Region labeling rows:
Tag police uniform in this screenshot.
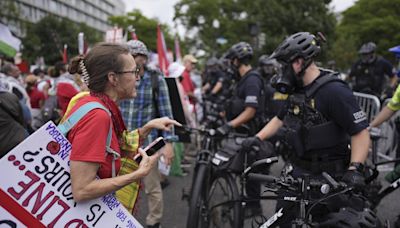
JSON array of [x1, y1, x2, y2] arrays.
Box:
[[276, 71, 369, 227], [350, 56, 394, 97], [206, 70, 228, 100], [277, 71, 369, 174], [227, 70, 265, 134]]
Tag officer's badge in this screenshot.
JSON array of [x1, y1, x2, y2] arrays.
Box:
[[310, 99, 315, 109], [293, 105, 300, 115]]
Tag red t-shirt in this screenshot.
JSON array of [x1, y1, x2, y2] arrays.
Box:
[[181, 69, 195, 94], [67, 96, 121, 179], [28, 87, 46, 108], [57, 82, 79, 114]]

• _YOUR OBJECTIVE_: Give every line of the rows above as a JSON list of strings, one string per line, with blank lines dropped. Leave out the pictures.

• _WRITTEN SOLUTION_:
[
  "Tag police uniform in this screenshot.",
  "JSON array of [x1, y1, x2, y2] arrays.",
  "Box:",
  "[[276, 71, 369, 227], [350, 56, 394, 97], [206, 70, 228, 100], [277, 71, 369, 174], [227, 70, 265, 134]]",
  "Tag officer's badge in this screenshot.",
  "JSON array of [x1, y1, x2, y2] arrays.",
  "Box:",
  "[[310, 99, 315, 109], [293, 105, 300, 115]]",
  "Tag red t-shirt in this screenshot.",
  "JSON array of [x1, y1, x2, y2] arrays.",
  "Box:",
  "[[181, 69, 195, 94], [67, 96, 121, 179], [28, 87, 46, 108], [57, 82, 79, 114]]"
]